Jesus: Proclaimer of the Now and Future Kingdom

When I first created this blog my purpose was to discuss politics. But it appears that religion has come to dominate more and more of my posts. Things change of course and I will, no doubt, return to politics as a primary focus eventually. For now, however, I shall continue to post on the matters most in my thoughts, and presently those matters pertain to religion.

I want to write briefly about the central message of the Historical Jesus.* But first some necessary preliminaries:

1) By the term "Historical Jesus" I refer to the actual flesh and blood person who walked the dusty roads of ancient Israel, insofar as that individual can be reconstructed by means of historical-critical scholarship. This Jesus is not to be confused with the "Jesus of Faith." The latter is Jesus as he is experienced in the religious life of Christian believers. The difference between these two is crucial to solid scholarship.

2) The four New Testament gospels are not straightforward historical accounts. This is a fact that no serious Bible scholar or historian doubts and it has been well known for around 200 years now. The gospels contain myths and legends (e.g. the birth stories, the temptation by the devil, walking on the sea) exaggeration, theological musings projected into narratives about Jesus, propaganda, and so forth.

3) Despite (2) the gospels are not useless as historical documents. Two centuries of painstaking historical research has established beyond reasonable doubt that the synoptic gospels (Matthew, Mark, and Luke) have a solid historical foundation. The gospel of John is not close to history and is not accorded the same status as the synoptics by historians.

What to work on
1. From the blog post on the Historical Jesus, extract everything from "Jesus: Proclaimer of" down to "pertain to religion.".
2. Extend the blog post on the Historical Jesus, picking up after its final sentence.
The entries have no role in this work.

Supplied records

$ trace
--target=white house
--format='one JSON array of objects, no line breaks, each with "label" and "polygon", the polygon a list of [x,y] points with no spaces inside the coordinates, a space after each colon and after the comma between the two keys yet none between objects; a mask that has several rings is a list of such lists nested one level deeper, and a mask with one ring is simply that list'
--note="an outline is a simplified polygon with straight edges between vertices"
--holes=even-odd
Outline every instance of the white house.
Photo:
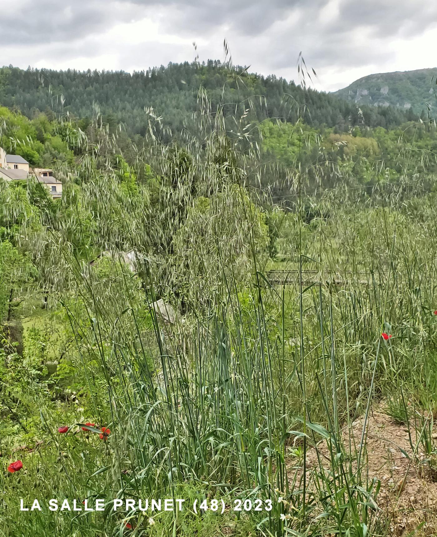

Answers given
1.
Jesus: Proclaimer of the Now and Future Kingdom

When I first created this blog my purpose was to discuss politics. But it appears that religion has come to dominate more and more of my posts. Things change of course and I will, no doubt, return to politics as a primary focus eventually. For now, however, I shall continue to post on the matters most in my thoughts, and presently those matters pertain to religion.

2.
4) The narrative spine of Mark (and thus Matthew and Luke who used Mark as a primary source) is broadly historical: Jesus came from Nazareth, briefly followed and was baptized by John the Baptist, shortly after John's arrest went out on his own mission, chose disciples to follow him and do what he was doing, taught in parables, gathered people together around a common meal, worked as an itinerant healer and exorcist, and, at Passover in the year 30, journeyed to Jerusalem, confronted the leaders there with the judgment of God by word and deed (the demonstration in the temple) and was crucified by Rome for his troubles.

5) Scholars also generally agree that much of the teaching in a hypothetical document called "Q" is authentic to the Jesus of history. Q is a source that was used by Matthew and Luke (they also used Mark). We have no copy of this source as it is lost. But it is clearly visible in the passages that Matthew and Luke have in common but that are not in their other source, Mark. It is also fairly clear that the majority of the parables (though not the interpretive gloss gospel writers sometimes give them) go back to the Jesus of history as well.

6) But, even in "Q" and Mark we do not have unbiased plain history. And scholars are careful to point out that in those two early sources some material is still suspect. In particular, passages that too obviously reflect the theology of the later Jesus movement (as evidenced in, say, Paul's letters) is unlikely to go back to Jesus. Passages in which Jesus speaks to the conditions of his followers in the 50s and 60s (see Mark 13) are clearly not from the Jesus of history, nor are passages in which Jesus speaks of himself as a heavenly judge and one who will come again - this rules out all future "son of man" passages, which has very important ramifications, as will be seen below.

With these preliminaries in place we can now ask who Jesus was? Or better, what picture of Jesus emerges from our earliest sources (Q and Mark - excluding the obviously unhistorical passages)?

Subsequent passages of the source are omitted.